> EXTRACT:

-- START --

The facility has a lobby, a mail room, a reception area, a small grocery, a swimming pool, a gym and a ping-pong room, and it used to operate a hair salon and cafeteria. Moreover, the apartments are very small; most are no more than 24 to 35 square meters.

Furthermore, the building permits for the site specify it is for an apartment-hotel complex. But Azorim, the company that built the edifice and owns the land, sold the rights to some of the apartments to their tenants. The sales contracts specify that the asset was built to serve as an apartment-hotel.

There is no argument that Colony Beach was built to serve as a hotel. The question here is what city tax rate applies to residents who bought their units to live in permanently. The residents claim they should pay the rate applicable to regular residential buildings.

Judge Shaul Manheim agreed in principle that they were living there full time, but he also ruled that the court had to factor in the building's intended purpose. And that purpose was for the Colony Beach to serve as a short-term residential place for vacationers, Manheim said. Using it as a full-time residence was not the plan's intent.

The judge therefore disagreed with the residents' claim that the city should tax them based on the rates for residential buildings, and rejected their NIS 1.2 million compensation claim. However, he found that the city had been taxing them too much. They had been taxed based on the rate for a luxury hotel, which was 9% more than they should have been paying - the Colony Beach is considered a 3-star hotel for tax purposes.

-- END --

> DATASET CONTENT:
-- START --

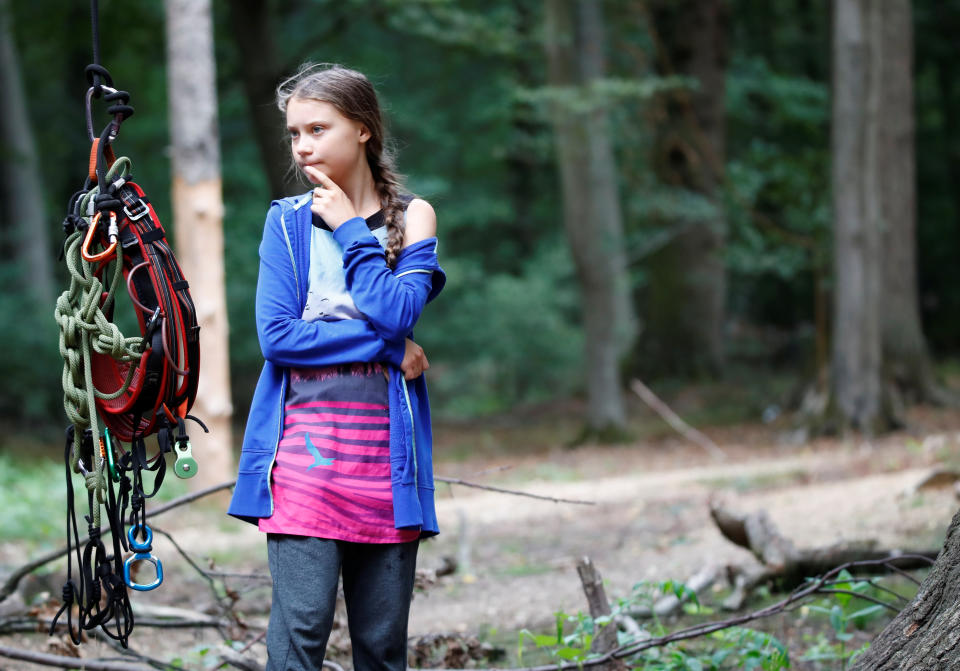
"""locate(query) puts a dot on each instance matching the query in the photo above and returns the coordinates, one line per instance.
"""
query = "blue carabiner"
(141, 553)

-- END --

> JOB 1: From the Colony Beach text, extract the passage from "There is no" to "the plan's intent.".
> JOB 2:
Answer these questions using the Colony Beach text:
(a) What size are most of the apartments?
(b) Which company built the edifice and owns the land?
(c) How much more than the correct rate was the luxury hotel rate the residents had been taxed at?
Work from the Colony Beach text only.

> FINAL ANSWER 1:
There is no argument that Colony Beach was built to serve as a hotel. The question here is what city tax rate applies to residents who bought their units to live in permanently. The residents claim they should pay the rate applicable to regular residential buildings.

Judge Shaul Manheim agreed in principle that they were living there full time, but he also ruled that the court had to factor in the building's intended purpose. And that purpose was for the Colony Beach to serve as a short-term residential place for vacationers, Manheim said. Using it as a full-time residence was not the plan's intent.

> FINAL ANSWER 2:
(a) No more than 24 to 35 square meters.
(b) Azorim.
(c) 9% more.